### Instructions to follow
Only the lines from the top of the data through the line with "the boar nostril" should be repeated, each exactly as written.
*** Opening Supplied data ***
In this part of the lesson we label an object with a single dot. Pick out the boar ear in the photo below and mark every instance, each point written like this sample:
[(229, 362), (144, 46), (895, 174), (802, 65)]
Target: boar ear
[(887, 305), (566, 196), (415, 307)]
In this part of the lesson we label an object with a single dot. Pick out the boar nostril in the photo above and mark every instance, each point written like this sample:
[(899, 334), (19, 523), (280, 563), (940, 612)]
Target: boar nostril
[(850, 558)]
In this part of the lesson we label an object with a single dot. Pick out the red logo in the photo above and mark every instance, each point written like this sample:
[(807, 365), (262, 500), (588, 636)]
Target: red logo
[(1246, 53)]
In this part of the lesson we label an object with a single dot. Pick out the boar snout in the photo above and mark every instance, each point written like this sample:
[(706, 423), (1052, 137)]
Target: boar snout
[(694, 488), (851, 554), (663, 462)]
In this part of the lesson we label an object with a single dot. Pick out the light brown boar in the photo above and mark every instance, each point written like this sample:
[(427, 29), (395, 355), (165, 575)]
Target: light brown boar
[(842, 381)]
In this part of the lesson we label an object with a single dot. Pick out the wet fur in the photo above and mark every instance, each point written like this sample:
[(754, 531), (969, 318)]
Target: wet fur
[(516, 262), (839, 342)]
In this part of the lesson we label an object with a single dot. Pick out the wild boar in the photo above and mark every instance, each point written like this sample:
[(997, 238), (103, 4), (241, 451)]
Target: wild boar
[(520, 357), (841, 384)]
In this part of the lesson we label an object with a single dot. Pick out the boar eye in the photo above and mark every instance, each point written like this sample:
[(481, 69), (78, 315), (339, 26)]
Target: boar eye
*** Closing Supplied data ***
### Output of the exercise
In this part of the lesson we label an object with a single dot. Pick out the boar ear in the photo below and mark every instance, each point written like this sample:
[(229, 362), (144, 46), (895, 174), (802, 65)]
Target: boar ear
[(887, 305), (566, 196), (415, 307)]
In this part of the lesson we label an object with a single dot. Pick out the boar nostril in the photo above and mark every instance, each point written like this sample:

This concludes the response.